**TASK DESCRIPTION**
Below are records to retype exactly, except for the pictures.

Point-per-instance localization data

-*-

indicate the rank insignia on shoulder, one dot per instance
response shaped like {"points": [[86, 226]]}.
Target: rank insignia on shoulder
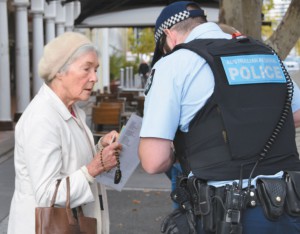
{"points": [[149, 81]]}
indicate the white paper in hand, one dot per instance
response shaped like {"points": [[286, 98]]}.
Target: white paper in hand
{"points": [[129, 160]]}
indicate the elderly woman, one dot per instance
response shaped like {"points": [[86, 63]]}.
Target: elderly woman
{"points": [[52, 140]]}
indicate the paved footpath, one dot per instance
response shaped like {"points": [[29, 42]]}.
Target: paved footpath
{"points": [[138, 209]]}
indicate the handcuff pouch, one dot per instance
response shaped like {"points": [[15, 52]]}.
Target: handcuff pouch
{"points": [[272, 193], [292, 179]]}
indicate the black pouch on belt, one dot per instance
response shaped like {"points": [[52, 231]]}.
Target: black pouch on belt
{"points": [[292, 179], [272, 193]]}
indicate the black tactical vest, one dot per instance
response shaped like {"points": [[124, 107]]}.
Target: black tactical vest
{"points": [[236, 125]]}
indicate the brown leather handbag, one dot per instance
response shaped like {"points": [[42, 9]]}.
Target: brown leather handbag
{"points": [[60, 220]]}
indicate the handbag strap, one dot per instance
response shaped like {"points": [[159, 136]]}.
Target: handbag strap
{"points": [[55, 193]]}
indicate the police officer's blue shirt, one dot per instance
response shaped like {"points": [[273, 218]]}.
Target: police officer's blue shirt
{"points": [[180, 85]]}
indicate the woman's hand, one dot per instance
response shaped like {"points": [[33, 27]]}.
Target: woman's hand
{"points": [[108, 138], [106, 159]]}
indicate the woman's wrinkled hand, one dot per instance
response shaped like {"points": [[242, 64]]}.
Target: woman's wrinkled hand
{"points": [[109, 138], [106, 159]]}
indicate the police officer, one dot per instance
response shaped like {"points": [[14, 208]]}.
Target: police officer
{"points": [[180, 85]]}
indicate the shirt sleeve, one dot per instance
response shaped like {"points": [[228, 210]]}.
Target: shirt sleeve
{"points": [[296, 98]]}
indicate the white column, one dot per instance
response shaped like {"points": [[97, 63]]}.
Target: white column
{"points": [[105, 58], [50, 13], [60, 18], [69, 25], [37, 9], [22, 57], [5, 101]]}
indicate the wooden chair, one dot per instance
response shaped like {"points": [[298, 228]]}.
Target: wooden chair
{"points": [[105, 118]]}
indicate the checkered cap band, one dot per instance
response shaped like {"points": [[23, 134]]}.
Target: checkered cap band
{"points": [[170, 22]]}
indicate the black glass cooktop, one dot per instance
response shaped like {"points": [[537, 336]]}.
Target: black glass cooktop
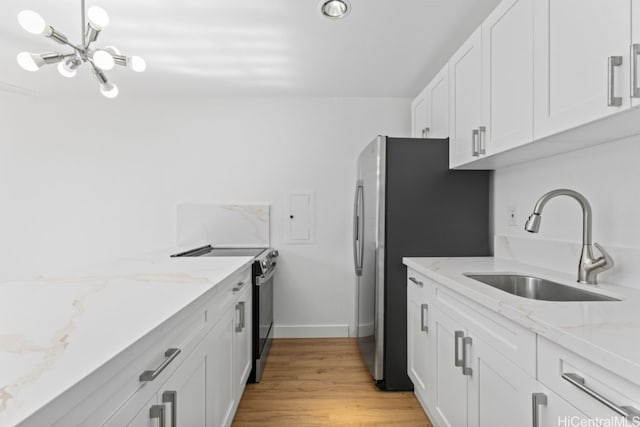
{"points": [[214, 251]]}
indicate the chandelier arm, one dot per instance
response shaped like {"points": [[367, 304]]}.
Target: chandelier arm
{"points": [[84, 24]]}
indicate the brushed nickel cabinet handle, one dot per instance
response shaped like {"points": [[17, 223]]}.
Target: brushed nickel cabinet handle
{"points": [[458, 335], [416, 281], [157, 412], [635, 52], [169, 355], [475, 150], [629, 412], [612, 99], [172, 397], [482, 130], [537, 400], [466, 341], [239, 287], [424, 327]]}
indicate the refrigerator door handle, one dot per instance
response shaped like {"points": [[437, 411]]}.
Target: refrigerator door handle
{"points": [[357, 230]]}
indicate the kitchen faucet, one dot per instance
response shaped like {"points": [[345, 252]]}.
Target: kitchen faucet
{"points": [[589, 266]]}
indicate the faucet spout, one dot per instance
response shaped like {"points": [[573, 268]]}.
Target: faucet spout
{"points": [[536, 216], [589, 266]]}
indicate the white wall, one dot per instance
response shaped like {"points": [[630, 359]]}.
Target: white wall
{"points": [[608, 175], [91, 180]]}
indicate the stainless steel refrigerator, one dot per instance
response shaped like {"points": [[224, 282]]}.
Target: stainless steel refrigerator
{"points": [[407, 204]]}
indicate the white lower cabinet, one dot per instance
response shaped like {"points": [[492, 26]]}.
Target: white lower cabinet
{"points": [[473, 368], [419, 339], [205, 387], [450, 387], [242, 338], [500, 393]]}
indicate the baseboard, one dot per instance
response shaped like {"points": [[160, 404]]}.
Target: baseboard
{"points": [[310, 331]]}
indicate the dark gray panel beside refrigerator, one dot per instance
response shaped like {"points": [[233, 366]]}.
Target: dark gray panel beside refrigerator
{"points": [[408, 203]]}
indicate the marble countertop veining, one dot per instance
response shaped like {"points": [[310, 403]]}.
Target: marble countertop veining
{"points": [[55, 331], [605, 332]]}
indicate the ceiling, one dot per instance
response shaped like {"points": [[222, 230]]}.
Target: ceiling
{"points": [[383, 48]]}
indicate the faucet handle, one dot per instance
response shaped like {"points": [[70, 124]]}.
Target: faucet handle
{"points": [[605, 261]]}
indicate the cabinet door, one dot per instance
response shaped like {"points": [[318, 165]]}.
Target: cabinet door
{"points": [[438, 110], [499, 392], [556, 411], [184, 394], [220, 377], [465, 98], [418, 344], [242, 356], [574, 41], [420, 115], [507, 48], [450, 387]]}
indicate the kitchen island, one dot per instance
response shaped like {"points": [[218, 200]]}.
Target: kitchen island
{"points": [[66, 342]]}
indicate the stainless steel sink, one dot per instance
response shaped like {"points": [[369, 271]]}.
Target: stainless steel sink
{"points": [[536, 288]]}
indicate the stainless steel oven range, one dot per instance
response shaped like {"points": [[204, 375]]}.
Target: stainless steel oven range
{"points": [[263, 269]]}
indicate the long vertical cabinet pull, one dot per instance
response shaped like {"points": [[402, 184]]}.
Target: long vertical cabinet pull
{"points": [[612, 99], [635, 52], [157, 412], [172, 397], [466, 341], [482, 131], [458, 336], [537, 400], [240, 309], [475, 150], [424, 325]]}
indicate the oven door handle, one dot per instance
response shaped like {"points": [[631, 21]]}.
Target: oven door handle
{"points": [[265, 277]]}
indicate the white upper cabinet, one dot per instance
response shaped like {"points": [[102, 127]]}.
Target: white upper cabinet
{"points": [[430, 109], [635, 52], [507, 77], [420, 115], [438, 110], [581, 62], [465, 100]]}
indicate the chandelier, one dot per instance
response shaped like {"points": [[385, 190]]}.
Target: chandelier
{"points": [[100, 59]]}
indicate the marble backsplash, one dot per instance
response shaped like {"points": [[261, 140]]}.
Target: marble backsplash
{"points": [[563, 256], [222, 225]]}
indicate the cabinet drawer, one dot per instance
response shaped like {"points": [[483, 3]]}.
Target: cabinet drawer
{"points": [[516, 343], [225, 294], [420, 285], [555, 361]]}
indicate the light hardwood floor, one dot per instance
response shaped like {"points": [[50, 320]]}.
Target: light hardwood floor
{"points": [[323, 382]]}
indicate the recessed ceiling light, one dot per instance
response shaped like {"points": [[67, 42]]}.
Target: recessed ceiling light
{"points": [[335, 9]]}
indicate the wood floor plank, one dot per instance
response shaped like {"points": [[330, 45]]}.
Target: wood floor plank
{"points": [[323, 382]]}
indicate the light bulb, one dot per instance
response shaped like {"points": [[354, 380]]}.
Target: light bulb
{"points": [[138, 64], [30, 61], [109, 90], [32, 22], [103, 60], [113, 50], [98, 17], [65, 69], [335, 8]]}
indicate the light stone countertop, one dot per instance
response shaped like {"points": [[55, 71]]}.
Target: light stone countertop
{"points": [[55, 331], [606, 332]]}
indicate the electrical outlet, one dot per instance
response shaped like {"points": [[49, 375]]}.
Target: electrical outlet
{"points": [[512, 216]]}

-*-

**RESULT FOR THIS EXERCISE**
indicate the rank insignia on shoulder, one dot per instance
response shaped like {"points": [[86, 226]]}.
Target: rank insignia on shoulder
{"points": [[149, 81]]}
indicate the white paper in hand, one dot per instance
response shaped like {"points": [[286, 98]]}.
Target: white paper in hand
{"points": [[129, 160]]}
indicate the elderly woman, one dot per instance
response shaped like {"points": [[86, 63]]}.
Target: elderly woman
{"points": [[52, 140]]}
indicate the paved footpath, one dot per instance
response shaped like {"points": [[29, 42]]}.
Target: paved footpath
{"points": [[138, 209]]}
indicate the handcuff pouch, one dot per instance
response shaped like {"points": [[15, 52]]}.
Target: handcuff pouch
{"points": [[272, 193], [292, 179]]}
indicate the black pouch on belt, one dot per instance
response shaped like {"points": [[52, 231]]}.
Target: black pouch on belt
{"points": [[292, 179], [272, 193]]}
indicate the black tactical vest, one dot per instance
response shaped like {"points": [[124, 107]]}.
Target: black tactical vest
{"points": [[236, 125]]}
indicate the brown leather handbag, one dot per instance
response shaped like {"points": [[42, 9]]}.
Target: brown leather handbag
{"points": [[60, 220]]}
indicate the handbag strap, one dot per instance
response shaped like {"points": [[159, 136]]}.
Target: handbag strap
{"points": [[55, 193]]}
indicate the police officer's blue shirt, one dot per instance
response shaped like {"points": [[273, 218]]}.
Target: police officer's blue shirt
{"points": [[180, 85]]}
indicate the woman's hand, one dot per instance
response shaped like {"points": [[33, 27]]}.
Target: woman's hand
{"points": [[108, 138], [106, 159]]}
indicate the woman's wrinkled hand, one dot per instance
response shaped like {"points": [[242, 64]]}.
Target: woman's wrinkled hand
{"points": [[109, 138], [106, 159]]}
indicate the police officer, one dot per instance
response shaped like {"points": [[14, 208]]}.
Target: police officer
{"points": [[180, 85]]}
indicate the shirt sleeve, one dot per instance
response shaped like {"points": [[228, 210]]}.
Target: shirt sleeve
{"points": [[296, 98]]}
indicate the white column, one dot per instance
response shaped like {"points": [[97, 63]]}.
Target: white column
{"points": [[105, 58], [50, 13], [60, 18], [69, 25], [37, 9], [22, 57], [5, 101]]}
indicate the wooden chair, one dot per instance
response shaped like {"points": [[298, 228]]}.
Target: wooden chair
{"points": [[105, 118]]}
indicate the checkered cap band, one dot per instance
response shaped like {"points": [[23, 134]]}.
Target: checkered cap band
{"points": [[170, 22]]}
indicate the black glass cooktop, one dot per instance
response shaped like {"points": [[537, 336]]}.
Target: black glass cooktop
{"points": [[214, 251]]}
indicate the chandelier arm, one dot per instance
response shaped like {"points": [[367, 304]]}.
Target: chandelier arm
{"points": [[84, 24]]}
indicate the brushed nickel cabinet handle, one dot per instance
response shaped like {"points": [[17, 223]]}.
Target: brushed nickel cabinet handle
{"points": [[458, 335], [416, 281], [157, 412], [635, 52], [169, 355], [475, 150], [629, 412], [612, 99], [172, 397], [482, 130], [537, 400], [466, 341], [239, 287], [424, 327]]}
indicate the refrigerator door handle, one dot per instance
response shaped like {"points": [[437, 411]]}.
Target: refrigerator door handle
{"points": [[357, 230]]}
indicate the kitchen faucet, one dot per instance
response shaped like {"points": [[345, 252]]}.
Target: kitchen faucet
{"points": [[589, 266]]}
indicate the faucet spout, one dot per instance
response shaped like {"points": [[573, 268]]}.
Target: faucet spout
{"points": [[536, 216], [589, 266]]}
indicate the white wall, one dot per instance
response shaped like {"points": [[630, 359]]}.
Target: white wall
{"points": [[608, 175], [91, 180]]}
indicate the stainless steel refrigerator, one dot per instance
response shaped like {"points": [[224, 282]]}.
Target: stainless steel refrigerator
{"points": [[407, 204]]}
indicate the white lower cabinet, one dot per instance
response shaped like {"points": [[492, 26]]}.
Target: white lower cabinet
{"points": [[473, 368], [419, 339], [205, 387], [450, 387], [242, 338], [500, 393]]}
indicate the baseboard, one dot per instance
response shaped like {"points": [[160, 404]]}.
Target: baseboard
{"points": [[310, 331]]}
indicate the dark gray panel beside refrigerator, one dot per instance
response shaped like {"points": [[233, 366]]}.
Target: dark gray panel beside refrigerator
{"points": [[408, 203]]}
indicate the marble countertop veining, one dot per instance
response shaped like {"points": [[310, 403]]}.
Target: marble countertop veining
{"points": [[55, 331], [605, 332]]}
indicate the ceiling, one dot per instance
response shaped like {"points": [[222, 230]]}.
Target: ceiling
{"points": [[383, 48]]}
indicate the faucet handle, one dot per instance
response shaped like {"points": [[70, 124]]}.
Target: faucet handle
{"points": [[605, 261]]}
indicate the cabinet door, one dot per instance
response shaped like {"points": [[318, 165]]}.
Target: cabinet door
{"points": [[438, 110], [499, 392], [556, 411], [184, 394], [220, 377], [465, 98], [418, 344], [242, 356], [574, 41], [420, 115], [507, 48], [450, 387]]}
indicate the kitchen island, one dot per instance
response shaped like {"points": [[218, 200]]}.
Target: kitchen island
{"points": [[66, 342]]}
indicate the stainless steel sink, one dot per instance
response shaped like {"points": [[369, 271]]}.
Target: stainless steel sink
{"points": [[536, 288]]}
indicate the stainless steel oven range, one dot per instance
response shaped like {"points": [[204, 375]]}.
Target: stainless steel oven range
{"points": [[263, 269]]}
indicate the long vertical cabinet pull, one dot per instance
response shaped like {"points": [[402, 184]]}.
Target: long vertical cabinet pull
{"points": [[612, 99], [635, 52], [157, 412], [172, 397], [466, 341], [482, 131], [458, 336], [537, 400], [240, 309], [475, 150], [424, 325]]}
indicate the oven door handle, one dot per instance
response shaped like {"points": [[631, 21]]}.
Target: oven door handle
{"points": [[265, 277]]}
indicate the white upper cabinet, one dot per instance
response shaped like {"points": [[102, 127]]}.
Target: white upper cabinet
{"points": [[430, 109], [635, 52], [507, 77], [420, 115], [438, 110], [581, 62], [465, 100]]}
indicate the chandelier, one dot per instance
response shaped like {"points": [[385, 190]]}.
Target: chandelier
{"points": [[100, 59]]}
indicate the marble backsplash, one dot per instance
response shaped like {"points": [[261, 140]]}.
Target: marble backsplash
{"points": [[563, 256], [222, 225]]}
indicate the cabinet drawer, one dot per instance
response shaped like {"points": [[483, 3]]}.
Target: cabinet drawer
{"points": [[516, 343], [225, 294], [420, 285], [555, 361]]}
indicate the light hardwood floor, one dot per instance
response shaped like {"points": [[50, 320]]}.
Target: light hardwood floor
{"points": [[323, 382]]}
indicate the recessed ceiling light, one dot per instance
response shaped like {"points": [[67, 42]]}.
Target: recessed ceiling light
{"points": [[335, 9]]}
indicate the wood floor plank, one dot per instance
response shaped like {"points": [[330, 45]]}.
Target: wood floor plank
{"points": [[323, 382]]}
indicate the light bulb, one dot per instance
response shaped like {"points": [[354, 380]]}.
Target: light bulb
{"points": [[138, 64], [30, 61], [109, 90], [32, 22], [103, 60], [113, 50], [98, 17], [65, 69], [335, 8]]}
indicate the light stone countertop, one dot per instance
response shaped like {"points": [[55, 71]]}.
Target: light stone countertop
{"points": [[55, 331], [606, 332]]}
indicate the electrical outlet, one dot per instance
response shaped like {"points": [[49, 375]]}.
Target: electrical outlet
{"points": [[512, 216]]}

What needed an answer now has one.